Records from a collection
........
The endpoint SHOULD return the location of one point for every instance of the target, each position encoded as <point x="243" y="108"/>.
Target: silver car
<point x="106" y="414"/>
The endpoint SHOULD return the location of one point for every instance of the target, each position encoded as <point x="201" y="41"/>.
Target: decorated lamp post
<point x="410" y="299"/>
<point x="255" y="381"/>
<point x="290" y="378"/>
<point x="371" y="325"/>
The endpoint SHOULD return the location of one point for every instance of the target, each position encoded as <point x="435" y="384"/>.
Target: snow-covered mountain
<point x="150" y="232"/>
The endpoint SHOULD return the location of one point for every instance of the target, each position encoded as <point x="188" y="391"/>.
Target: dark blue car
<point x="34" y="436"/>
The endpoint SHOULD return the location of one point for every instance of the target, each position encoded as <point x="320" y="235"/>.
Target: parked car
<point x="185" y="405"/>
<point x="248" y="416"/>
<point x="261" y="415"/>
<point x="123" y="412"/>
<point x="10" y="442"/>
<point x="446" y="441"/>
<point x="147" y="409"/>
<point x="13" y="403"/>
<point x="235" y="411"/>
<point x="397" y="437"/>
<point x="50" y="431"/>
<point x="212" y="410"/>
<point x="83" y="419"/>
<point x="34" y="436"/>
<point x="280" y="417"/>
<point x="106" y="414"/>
........
* **WRITTEN TASK**
Format every line of the items above as a numbered list, leaving out any blank lines.

* **ANSWER IN FULL**
1. The endpoint SHOULD return the location of one point for every instance of the target, each position encoded as <point x="243" y="108"/>.
2. Target: silver car
3. <point x="106" y="414"/>
4. The endpoint SHOULD return the location of one point for every instance of the target, each position encoded as <point x="201" y="41"/>.
5. Target: decorated lamp post
6. <point x="410" y="299"/>
7. <point x="255" y="381"/>
8. <point x="290" y="378"/>
9. <point x="371" y="325"/>
10. The endpoint SHOULD return the location of one point for every instance of the target, each position encoded as <point x="435" y="384"/>.
11. Target: snow-covered mountain
12. <point x="150" y="232"/>
13. The endpoint SHOULD return the location of one point for every instance of the target, each position encoded as <point x="188" y="391"/>.
14. Target: dark blue car
15. <point x="34" y="436"/>
16. The endpoint SHOULD return the location of one point for every instance of the target, each position encoded as <point x="320" y="235"/>.
17. Target: parked car
18. <point x="185" y="405"/>
19. <point x="248" y="416"/>
20. <point x="261" y="415"/>
21. <point x="123" y="412"/>
22. <point x="10" y="442"/>
23. <point x="446" y="441"/>
24. <point x="147" y="409"/>
25. <point x="13" y="403"/>
26. <point x="235" y="411"/>
27. <point x="397" y="437"/>
28. <point x="50" y="431"/>
29. <point x="212" y="410"/>
30. <point x="83" y="419"/>
31. <point x="34" y="436"/>
32. <point x="280" y="417"/>
33. <point x="106" y="414"/>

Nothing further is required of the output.